• **EXERCISE INSTRUCTIONS**:
#1 Answer these from the container runtime text:
(a) Which program runs as PID 1 in the container during `docker run`?
(b) What enforces the security boundary for containers, compared with hardware for VMs?
(c) Which command lists containers?
#2 Gather every line in the rows that contains the word "building".

Container Runtime Architecture

What Happens During `docker run`

Complete Sequence

$ docker run -d -p 8080:80 --name web nginx

Client → Daemon
- Parse command
- Send API request
Image Check
- Look for nginx:latest locally
- Pull if missing
Create Container
- Generate container ID
- Create filesystem snapshot
- Write config.json
Setup Namespaces
- Create PID namespace
- Create network namespace
- Create mount namespace
Configure cgroups
- Set memory limits
- Set CPU shares
Network Setup
- Create veth pair
- Connect to bridge
- Configure iptables
Start Process
- Execute nginx
- As PID 1 in container

Container Security Model

Why Containers Aren’t VMs

Fundamental Differences

Shared Kernel

All containers run on same kernel
Kernel bug = all containers vulnerable
No kernel customization per container

Process-Level Isolation

Containers are processes
Can be killed like any process
Share system resources

Security Boundaries

VMs: Hardware-enforced
Containers: Kernel-enforced
Escape easier in containers

When This Matters

Use VMs when:

Running untrusted code
Need different kernels
Require complete isolation
Compliance requirements

Use Containers when:

Deploying trusted applications
Need fast startup
Want efficient resource use
Building microservices

Docker: From Theory to Practice

Images vs Containers: The Critical Distinction

Think of it like this: - Image = Python class definition (blueprint) - Container = Instance of that class (running object) - Images are immutable; containers have writable layer - docker images lists images; docker ps lists containers

Where Do Images Come From?

• **DATA LINES**:
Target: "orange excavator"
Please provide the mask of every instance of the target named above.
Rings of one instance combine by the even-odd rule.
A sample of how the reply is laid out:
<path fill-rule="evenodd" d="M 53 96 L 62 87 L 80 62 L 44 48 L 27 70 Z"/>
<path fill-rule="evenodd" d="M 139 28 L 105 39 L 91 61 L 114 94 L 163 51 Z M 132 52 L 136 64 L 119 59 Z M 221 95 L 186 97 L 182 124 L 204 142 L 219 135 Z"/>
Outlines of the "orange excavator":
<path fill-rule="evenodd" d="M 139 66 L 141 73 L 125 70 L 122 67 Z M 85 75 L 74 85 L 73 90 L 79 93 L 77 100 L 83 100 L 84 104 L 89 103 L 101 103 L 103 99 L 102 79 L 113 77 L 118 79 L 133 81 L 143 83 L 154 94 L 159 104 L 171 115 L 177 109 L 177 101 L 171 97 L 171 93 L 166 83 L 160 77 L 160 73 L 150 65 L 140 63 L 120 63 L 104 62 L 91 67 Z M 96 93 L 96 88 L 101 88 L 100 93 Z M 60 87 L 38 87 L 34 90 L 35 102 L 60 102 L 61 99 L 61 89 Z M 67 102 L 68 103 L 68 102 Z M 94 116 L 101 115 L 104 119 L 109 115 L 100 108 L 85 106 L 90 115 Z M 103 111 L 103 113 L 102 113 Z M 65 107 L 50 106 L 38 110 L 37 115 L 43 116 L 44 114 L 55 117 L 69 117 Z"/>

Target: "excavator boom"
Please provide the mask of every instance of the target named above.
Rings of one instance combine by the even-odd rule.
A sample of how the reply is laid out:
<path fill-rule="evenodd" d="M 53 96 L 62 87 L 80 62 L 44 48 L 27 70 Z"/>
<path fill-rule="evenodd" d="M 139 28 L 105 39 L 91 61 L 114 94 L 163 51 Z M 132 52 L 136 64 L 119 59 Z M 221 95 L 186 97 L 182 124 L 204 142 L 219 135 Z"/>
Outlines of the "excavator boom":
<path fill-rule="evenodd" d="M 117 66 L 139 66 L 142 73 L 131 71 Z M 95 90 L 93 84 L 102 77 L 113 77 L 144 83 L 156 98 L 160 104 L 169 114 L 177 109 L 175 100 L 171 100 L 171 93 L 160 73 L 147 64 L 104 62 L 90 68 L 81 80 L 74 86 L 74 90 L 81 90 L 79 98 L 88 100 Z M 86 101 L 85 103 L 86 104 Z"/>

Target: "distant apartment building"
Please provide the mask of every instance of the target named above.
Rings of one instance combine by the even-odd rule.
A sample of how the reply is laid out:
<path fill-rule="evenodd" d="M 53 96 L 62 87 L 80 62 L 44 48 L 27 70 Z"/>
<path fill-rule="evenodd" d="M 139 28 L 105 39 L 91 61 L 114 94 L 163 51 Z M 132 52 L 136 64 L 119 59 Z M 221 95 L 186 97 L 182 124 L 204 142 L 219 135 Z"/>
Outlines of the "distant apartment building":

• **RESPONSES PER TASK**:
#1
(a) nginx
(b) The kernel
(c) docker ps

#2
Target: "distant apartment building"
Outlines of the "distant apartment building":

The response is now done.